▸ **Given passage**:
Leaving the good life in rural France
An historic property in the Armagnac region and a Napoleonic-era home in Luxé have been lovingly cherished – and enjoyed – by two Irish owners now returning home
‘When I first saw the house I said, ‘Aw Jesus, this is fantastic’, and my father said, ‘For god’s sake, have you nothing else to do?’ It needed a lot of work and my father – who was so kind to come with me – was worried,” says Patricia Taylor, who promptly bought the house, in the Armagnac region of Gascony in France, and worked on it every day at the start, along with local builders.
“It is a historic property with stone walls that are just delicious but they had to be revealed: they were behind a render made from hay and clay.”
Trish was used to life in France, having moved there to work in the cheese industry in the 1980s, after studying food science in Cork and Massachusetts.
She later switched into the wine trade and ended up working on Clint Eastwood’s ranch in the US for a while, as a wine and champagne specialist, before returning home to Donegal. Dreaming of returning to France, she contacted a few agents.
“Then, in 2007, my brother died unexpectedly and it sent us all into a tailspin. He was the comedian of the family and had no health problems. When Jimmy died it just took everything; pulled out the foundation. I was really close to him.
“I was sitting here in Donegal behind closed curtains when an agent called me about this house. She said it needed a lot of work and the vendor wanted someone who would take it on, who was artistic and skilled. I decided to leave employment and do something for myself.”
Trish was captivated by the historic property and garden, dripping with fruit trees including pears, apples and walnuts, which had been tended by a local woman for 32 years with ne’r a spray of pesticide. When Trish dug over the garden, she found a pestle and mortar from Roman times.
Trish moved in to the house before the electricity had been connected and set to work, digging, building and catering. She and a Portuguese mason doubled up as cooks, providing food and wine to the construction team. Layers of decoration were stripped back in the house; blocked fireplaces were revealed, windows were custom-made for existing arched openings and roofs were renewed.
Once the work was complete – and neighbouring properties added to make a portfolio of three cottages – Trish turned it into a gites business, heading to brocante sales in various villages to furnish the holiday-lets.
“The brocante sales take place on Sunday when nothing else is happening – the shops aren’t open – so everybody runs out to them and sits outside with glasses of wine. I got the best of French linen and old furniture, including a beautiful antique chair for €5.”
Now Trish is returning to Donegal to be with her parents who are in their late-eighties. She is selling the gites business in France – complete with bookings – for a price that will just make her money back.
Many guests are referred from a nearby chateau that holds weddings while musicians taking part in a local opera have also been coming for the past five years and will stay again this summer.
The project was mainly funded, she says, by her time in the wine business in the US where she took the expertise she had gained in France. She would sell bottles of wine for up to $10,000 each, found languishing in cellars, often to sponsors at car races.
Another job entailed working on Clint Eastwood’s ranch, between San Francisco and LA, which catered for visitors. “I had never seen any of his films,” she laughs which made her more relaxed with him, she says. “He’s a wonderful person. One of the things I loved about him was when he would arrive, Clint would always come through the back door into the kitchen, and pick at the food. And he would always speak to the guys, the Mexicans, who worked there.

▸ **Required work**:
1. Which fruits does the article on leaving rural France name as growing on the trees in the Armagnac garden?
2. Carry on writing the article on leaving rural France from the point where it stops.
The data that follows is separate material with no connection to the article.

▸ **Collection entries**:

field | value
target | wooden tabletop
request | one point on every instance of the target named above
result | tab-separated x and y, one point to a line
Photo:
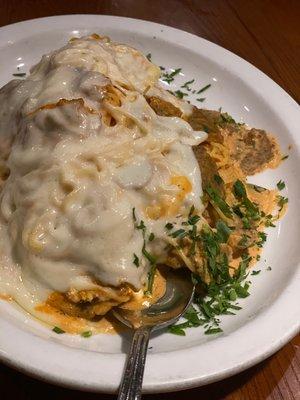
265	33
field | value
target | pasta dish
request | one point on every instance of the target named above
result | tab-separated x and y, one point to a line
107	177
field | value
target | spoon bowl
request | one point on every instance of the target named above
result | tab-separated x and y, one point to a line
166	311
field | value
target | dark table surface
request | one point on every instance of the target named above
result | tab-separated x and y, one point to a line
265	33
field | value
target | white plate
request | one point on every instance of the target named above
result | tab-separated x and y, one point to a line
270	316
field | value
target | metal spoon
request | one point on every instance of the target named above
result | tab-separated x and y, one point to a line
169	308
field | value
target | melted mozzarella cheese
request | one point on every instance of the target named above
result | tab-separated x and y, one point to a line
67	206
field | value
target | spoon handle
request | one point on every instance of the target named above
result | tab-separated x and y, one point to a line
131	385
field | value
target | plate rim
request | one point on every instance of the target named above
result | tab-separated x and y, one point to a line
275	92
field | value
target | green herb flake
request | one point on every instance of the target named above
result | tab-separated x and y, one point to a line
194	219
213	331
280	185
58	330
86	334
282	201
180	94
223	231
133	215
169	226
180	233
226	118
151	237
169	77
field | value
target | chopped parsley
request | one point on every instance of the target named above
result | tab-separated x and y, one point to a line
169	226
151	237
213	331
282	201
151	275
226	118
218	201
179	94
58	330
136	260
280	185
186	85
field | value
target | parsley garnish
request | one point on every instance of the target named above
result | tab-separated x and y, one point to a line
58	330
280	185
169	226
169	77
180	94
204	88
226	118
213	331
282	201
186	85
151	237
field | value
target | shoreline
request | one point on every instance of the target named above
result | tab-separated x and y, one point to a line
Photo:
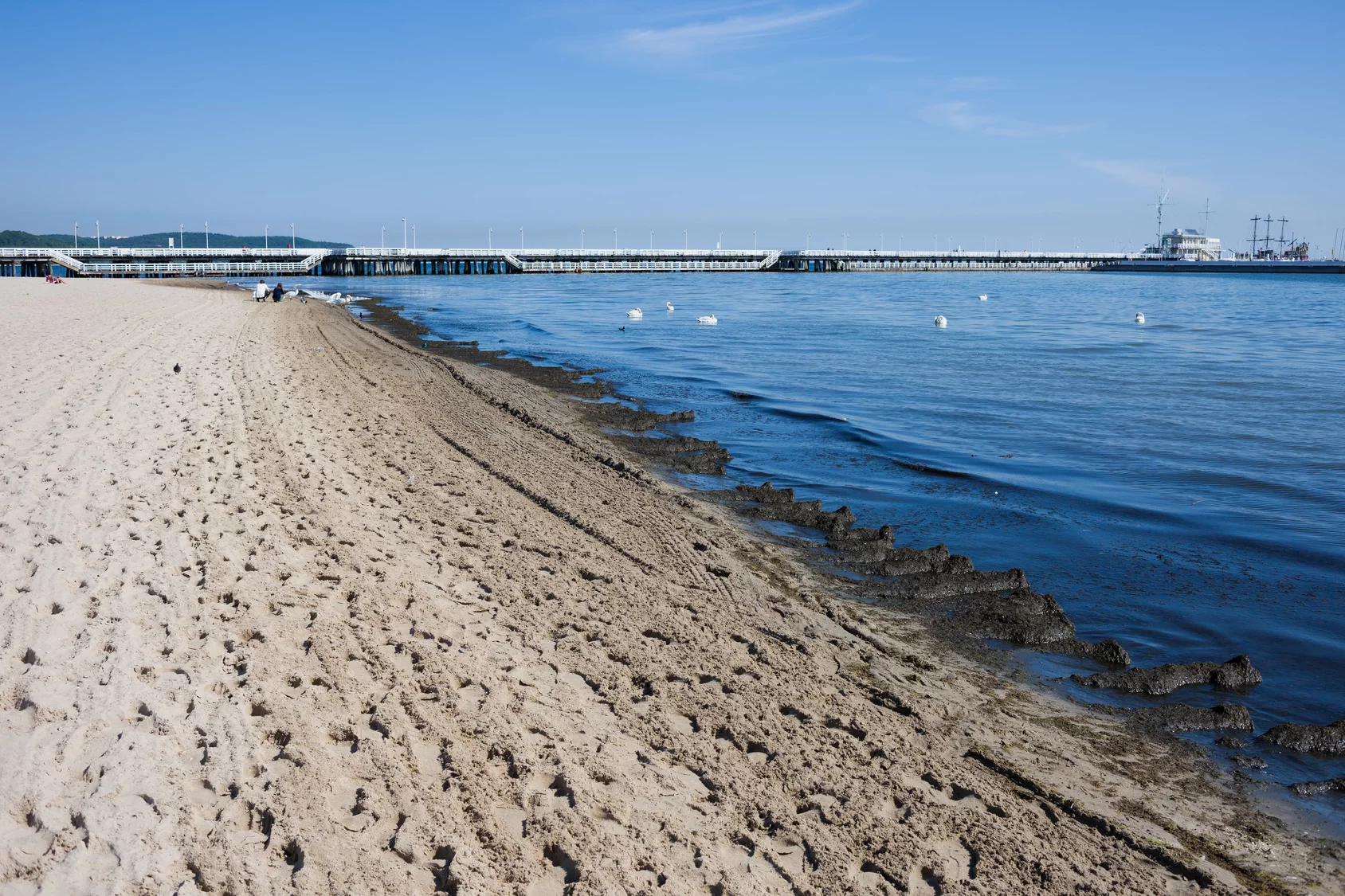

▸ **Final results**:
1. Pears, apples and walnuts.

2.
“He never asked anyone to do anything for him; he never wanted anyone to treat him in any way differently. He’d say: ‘Jesus, you don’t have to worry about me’.
“His private trainer was a guy from Donegal. One day we were out on the ranch and suddenly this man, who I didn’t know, said, ‘Doesn’t this remind you of Donegal?’”
Trish will be sad to leave her home in France, and will miss the markets, the thermal baths nearby, the butcher and baker within walking distance, but it is time to be with her parents, both artists whose flair she has inherited.
“I will try to find something in France at another time. Something smaller, easier to handle. I adore restoration but I didn’t expect to make this whole big development.”
Trish is leaving the property in a good state. “The whole town said, ‘Oh my god, it’s come back to life’.”
Gascony: cottage and gîte complex
The property comprises three cottages with six bedrooms and seven bathrooms. The main cottage has a livingroom, three bathrooms three bedrooms and a kitchen. The first gite is a duplex with two en suite bedrooms, country kitchen, livingroom and downstairs toilet. The second gite is smaller and sleeps two. Outside is a vegetable garden and orchard (with figs, plums, pears, peaches and damsons).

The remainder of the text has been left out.